_EXERCISE DATA_
=== Begin Enclosure ===

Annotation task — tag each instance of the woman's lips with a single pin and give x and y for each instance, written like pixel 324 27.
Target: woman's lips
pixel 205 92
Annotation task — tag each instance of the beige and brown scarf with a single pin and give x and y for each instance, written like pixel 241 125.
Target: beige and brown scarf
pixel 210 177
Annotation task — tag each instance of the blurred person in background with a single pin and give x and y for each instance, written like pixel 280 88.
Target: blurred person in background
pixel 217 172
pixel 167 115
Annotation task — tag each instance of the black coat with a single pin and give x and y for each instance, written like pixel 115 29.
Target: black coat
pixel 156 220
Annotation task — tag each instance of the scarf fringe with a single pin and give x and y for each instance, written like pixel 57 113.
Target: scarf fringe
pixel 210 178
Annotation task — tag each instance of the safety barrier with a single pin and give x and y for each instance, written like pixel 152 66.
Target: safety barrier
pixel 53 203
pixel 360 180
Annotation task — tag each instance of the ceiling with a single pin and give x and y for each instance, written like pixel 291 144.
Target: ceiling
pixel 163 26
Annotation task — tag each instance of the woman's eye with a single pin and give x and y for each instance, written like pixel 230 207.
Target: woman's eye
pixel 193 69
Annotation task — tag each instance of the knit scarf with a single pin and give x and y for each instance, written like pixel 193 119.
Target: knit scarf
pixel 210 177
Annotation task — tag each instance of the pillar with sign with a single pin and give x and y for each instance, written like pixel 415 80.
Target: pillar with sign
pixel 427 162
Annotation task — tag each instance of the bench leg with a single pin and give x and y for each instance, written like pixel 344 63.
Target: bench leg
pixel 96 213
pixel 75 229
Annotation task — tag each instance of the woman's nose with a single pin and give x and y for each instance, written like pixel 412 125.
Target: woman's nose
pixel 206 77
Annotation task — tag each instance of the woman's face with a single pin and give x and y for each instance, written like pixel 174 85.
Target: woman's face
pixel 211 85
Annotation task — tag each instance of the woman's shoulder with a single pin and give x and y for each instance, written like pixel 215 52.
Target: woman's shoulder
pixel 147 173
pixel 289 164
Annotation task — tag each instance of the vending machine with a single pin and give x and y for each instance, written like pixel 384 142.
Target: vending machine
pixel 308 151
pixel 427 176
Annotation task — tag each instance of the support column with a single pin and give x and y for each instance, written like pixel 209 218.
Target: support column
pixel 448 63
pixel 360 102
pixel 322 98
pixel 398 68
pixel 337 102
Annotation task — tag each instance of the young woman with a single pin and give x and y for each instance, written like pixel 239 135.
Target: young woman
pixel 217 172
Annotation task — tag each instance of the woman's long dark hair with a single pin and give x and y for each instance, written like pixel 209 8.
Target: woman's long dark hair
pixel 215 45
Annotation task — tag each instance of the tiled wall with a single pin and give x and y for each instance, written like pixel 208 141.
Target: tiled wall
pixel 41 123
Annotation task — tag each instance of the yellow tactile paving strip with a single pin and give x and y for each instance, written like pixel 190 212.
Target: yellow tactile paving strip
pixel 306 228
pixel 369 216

=== End Enclosure ===

_PROMPT_
Repeat the entries above exactly, beginning at their first line and ending with the line that contains "Annotation task — tag each instance of the black", with nothing added.

_RESULT OF THE TASK_
Annotation task — tag each instance of the woman's lips with a single pin and give x and y for each instance, written like pixel 324 27.
Target: woman's lips
pixel 205 92
Annotation task — tag each instance of the beige and brown scarf with a single pin and give x and y for each instance, written like pixel 241 125.
Target: beige and brown scarf
pixel 210 177
Annotation task — tag each instance of the blurred person in background with a single pin and give x and y for each instance, written like pixel 280 88.
Target: blurred person in background
pixel 217 172
pixel 167 115
Annotation task — tag each instance of the black coat with a single pin and give x and y for each instance, written like pixel 115 29.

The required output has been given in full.